• [Direction]:
Reproduce all of the data below without alteration; exclude every picture.

(Coordinate annotation entries)

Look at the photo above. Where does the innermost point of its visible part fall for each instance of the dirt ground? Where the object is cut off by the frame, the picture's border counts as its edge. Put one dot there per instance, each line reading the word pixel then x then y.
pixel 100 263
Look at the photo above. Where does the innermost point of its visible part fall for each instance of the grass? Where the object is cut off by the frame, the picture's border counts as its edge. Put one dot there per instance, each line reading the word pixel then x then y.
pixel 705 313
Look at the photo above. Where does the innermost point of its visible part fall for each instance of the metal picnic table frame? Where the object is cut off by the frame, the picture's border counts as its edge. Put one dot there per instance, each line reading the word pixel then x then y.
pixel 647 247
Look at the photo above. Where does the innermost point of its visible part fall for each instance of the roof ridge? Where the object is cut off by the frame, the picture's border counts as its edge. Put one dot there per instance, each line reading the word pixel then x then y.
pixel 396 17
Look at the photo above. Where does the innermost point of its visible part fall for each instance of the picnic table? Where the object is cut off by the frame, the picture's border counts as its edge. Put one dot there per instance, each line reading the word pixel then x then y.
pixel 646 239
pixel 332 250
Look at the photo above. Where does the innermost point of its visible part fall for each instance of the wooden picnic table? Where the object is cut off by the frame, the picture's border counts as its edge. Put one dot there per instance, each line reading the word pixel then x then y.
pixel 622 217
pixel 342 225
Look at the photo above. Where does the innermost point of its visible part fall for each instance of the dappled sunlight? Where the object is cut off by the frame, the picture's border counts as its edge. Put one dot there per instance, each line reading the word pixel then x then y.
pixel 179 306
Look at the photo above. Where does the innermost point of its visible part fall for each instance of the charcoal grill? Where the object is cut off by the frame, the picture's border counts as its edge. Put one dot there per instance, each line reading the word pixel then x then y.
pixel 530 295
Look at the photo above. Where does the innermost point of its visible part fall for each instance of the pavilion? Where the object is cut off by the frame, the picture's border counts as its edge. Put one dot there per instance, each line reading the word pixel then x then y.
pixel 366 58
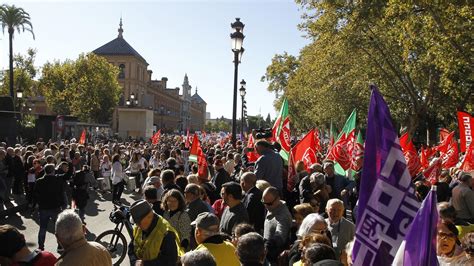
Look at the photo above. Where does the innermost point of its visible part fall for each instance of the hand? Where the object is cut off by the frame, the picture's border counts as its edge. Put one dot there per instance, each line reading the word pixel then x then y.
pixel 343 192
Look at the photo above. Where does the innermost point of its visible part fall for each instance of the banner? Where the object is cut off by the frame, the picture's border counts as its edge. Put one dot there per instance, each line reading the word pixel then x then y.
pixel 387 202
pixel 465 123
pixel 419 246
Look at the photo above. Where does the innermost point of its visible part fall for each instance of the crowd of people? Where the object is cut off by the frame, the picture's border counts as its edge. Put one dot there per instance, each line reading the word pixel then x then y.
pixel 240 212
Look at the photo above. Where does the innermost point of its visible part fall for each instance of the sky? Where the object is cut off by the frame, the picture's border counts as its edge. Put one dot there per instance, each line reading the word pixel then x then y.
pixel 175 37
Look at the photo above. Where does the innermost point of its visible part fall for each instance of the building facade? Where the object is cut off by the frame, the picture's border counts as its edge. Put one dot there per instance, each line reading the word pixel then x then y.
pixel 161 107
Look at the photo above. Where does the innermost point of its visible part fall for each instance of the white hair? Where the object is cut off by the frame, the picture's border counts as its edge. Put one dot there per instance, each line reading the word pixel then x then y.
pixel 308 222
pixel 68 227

• [Solution to this task]:
Look at the photo above. Where does the innermost point of its visible part fall for each instance of the dirt ground? Where the object is cut off by the frame, the picture's border counts as its edge. Put one dot there per instance, each line reading the word pixel then x then y.
pixel 100 263
Look at the photo above. Where does the innermost point of its visible part fall for each instance of the grass? Where the object is cut off by the frame, the picture's border counts as its edge. Put one dot there per instance, each line reading the word pixel then x then y.
pixel 705 313
Look at the photo above. Where does the innermost point of its visible part fall for each instance of the metal picnic table frame? Where the object is cut off by the frame, the picture's border counts as its edge. Put one dot there per instance, each line reading the word pixel then x then y.
pixel 647 247
Look at the photo above. Where does the innermost point of its visible part fall for each instance of the roof ridge? Where the object is cut off by the frame, the picture's border counts as its edge. Put one dot there per instance, each line reading the word pixel then x then y.
pixel 396 17
Look at the photo above. Where does the innermost point of its visible part fall for each instance of the picnic table? Where the object is cut off by the frame, the picture's border counts as its edge. Put one dot there per instance, each line reading the word pixel then x then y.
pixel 646 239
pixel 332 250
Look at the photo above. Where does the innermost point of its visible part fall for each instance of the wooden picnic table? Where the object is cut off by the frame, the picture's border counts as its edge. Put one dot there per instance, each line reading the word pixel then x then y.
pixel 622 217
pixel 342 225
Look at the photo above. Where does the innermost point of its visible part fall for each instance of the dappled sunlight? Where the object is cut off by the frame, the picture's border counts as its edge. Put one dot there per instance, each line reading the word pixel then x then y.
pixel 179 306
Look at the photo above. Where does the innermost point of its visible part fall for each instance of the charcoal grill? Where the object is cut off by the frame, the picture's border counts as its edge. Put one dot there per instance, each line reading the word pixel then x then y.
pixel 530 295
Look at the photo above. Where does the innermost point of its visible part fall for each instance of the pavilion? Where the object is cut off by the frame, the picture's border counts as its edge. Put one dot there per instance, each line reading the word pixel then x then y.
pixel 366 58
Look at the photo above. Where does the innermost point of its visible part fall for each instance of the hand? Where the object is cut off by the frame, the picture's border counts as its edge. Put one dot there per instance, each line reading the word pixel then x then y.
pixel 343 192
Look at the photo above. Where does the innermost point of its visible part fall for each instance of the banner? Where the object is cut off by the frame, the picture's border counts as its edge. Put one dot there per instance, each line reading the word pixel then x then y.
pixel 387 202
pixel 465 123
pixel 419 246
Look at the photo above. Where does the innermost point of its visible part fall for each instance of the crowd of people? Where the object is cut off by the frame, the picture's border counts as its edge. Put one dot there per instance, each line reading the word pixel then x then y.
pixel 240 212
Look at the photo above. Where does the innermost point of its visible part fall for each instance of the sky? Where the object is cut off by the frame, the picture's border counts as its edge. Put one dot there per instance, each line reading the word pixel then x then y.
pixel 175 37
Look at the photo above. Where does the innermost point of its visible part fall for each instance of the building facade? Where the object is cut off by the frame, the picture's border counts as its edge. Put one dot there per instance, each line reading the word pixel then x then y.
pixel 161 107
Look at the photo above. Where does the innermost point of its visible part fall for each instance of the white hair? Where the object is cut off by the frame, the picture's border counts as its edge. Put one dot there per instance, each line reading the word pixel then x then y.
pixel 308 222
pixel 68 227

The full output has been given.